# Given information
★ ★ ★ ★

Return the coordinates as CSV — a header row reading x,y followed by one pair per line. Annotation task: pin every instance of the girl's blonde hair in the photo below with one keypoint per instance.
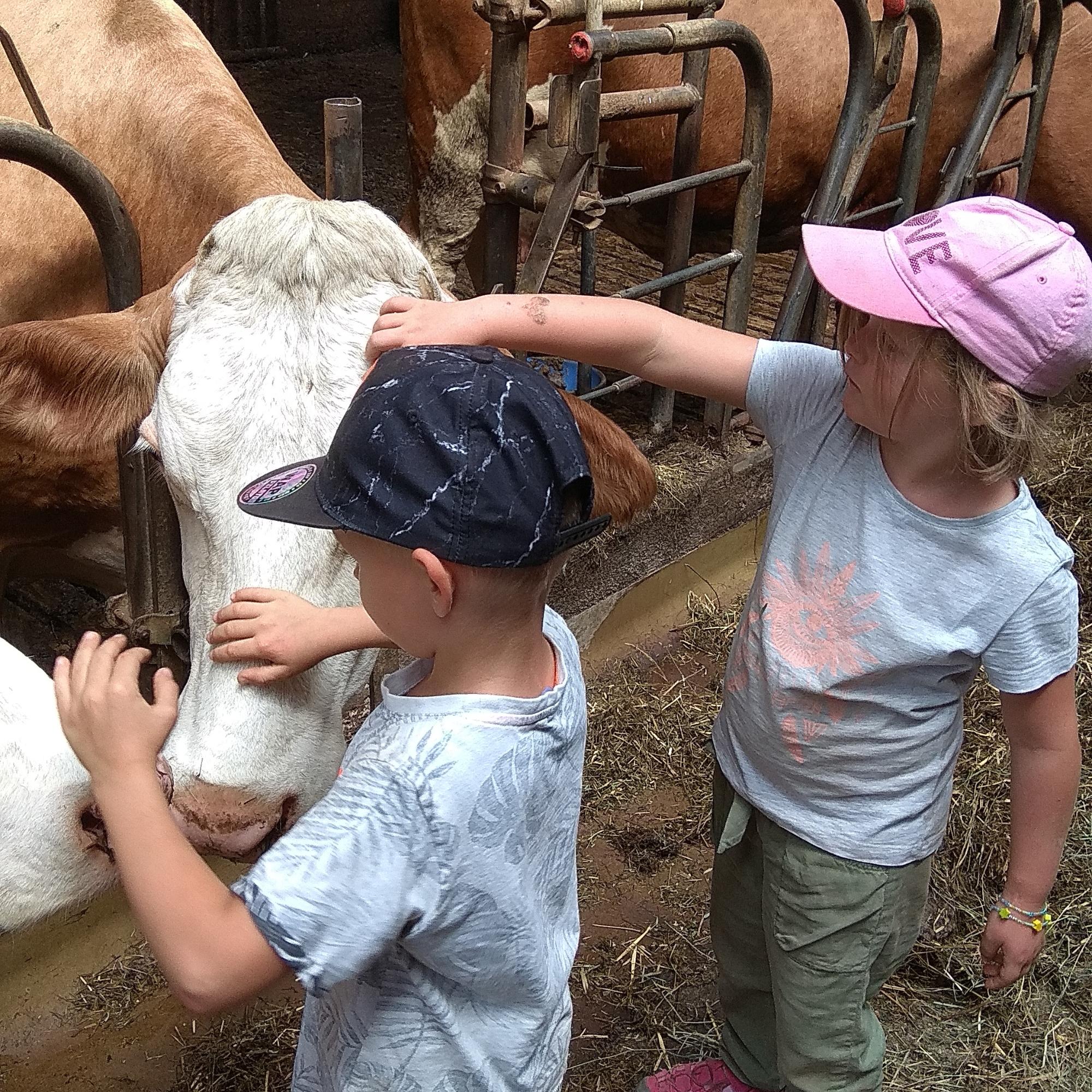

★ ★ ★ ★

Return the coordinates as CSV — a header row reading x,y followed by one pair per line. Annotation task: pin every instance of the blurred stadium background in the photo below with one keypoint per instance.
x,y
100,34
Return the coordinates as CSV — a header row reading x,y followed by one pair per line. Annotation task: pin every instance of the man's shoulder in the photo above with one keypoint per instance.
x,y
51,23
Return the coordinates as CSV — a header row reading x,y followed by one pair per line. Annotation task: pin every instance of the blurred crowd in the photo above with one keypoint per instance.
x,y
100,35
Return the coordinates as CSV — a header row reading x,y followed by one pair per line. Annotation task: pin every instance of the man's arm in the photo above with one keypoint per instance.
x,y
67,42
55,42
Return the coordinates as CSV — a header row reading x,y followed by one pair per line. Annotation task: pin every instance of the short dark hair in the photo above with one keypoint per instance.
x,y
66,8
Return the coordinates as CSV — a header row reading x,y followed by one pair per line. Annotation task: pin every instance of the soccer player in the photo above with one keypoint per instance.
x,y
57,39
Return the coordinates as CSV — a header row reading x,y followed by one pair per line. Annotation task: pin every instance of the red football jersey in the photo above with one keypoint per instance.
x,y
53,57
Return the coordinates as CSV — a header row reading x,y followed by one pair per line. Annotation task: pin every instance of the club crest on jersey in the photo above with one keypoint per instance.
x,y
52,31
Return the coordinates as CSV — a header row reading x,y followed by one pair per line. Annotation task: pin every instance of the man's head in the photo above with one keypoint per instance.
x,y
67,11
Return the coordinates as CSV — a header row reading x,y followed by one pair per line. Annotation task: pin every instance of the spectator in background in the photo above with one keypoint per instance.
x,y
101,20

★ ★ ★ ★

Select every line in the data above that contains the word "jersey", matching case exactly.

Return the coordinates as CSV — a header row reading x,y followed by one pair per line. Annotation task: pin every instance of the red football jersey in the photo above with one keypoint per instance.
Return the coordinates as CSV — a header row reading x,y followed by one pair per line. Annotation task: pin every instance of the club crest on jersey in the photo above with one keypoint per instance.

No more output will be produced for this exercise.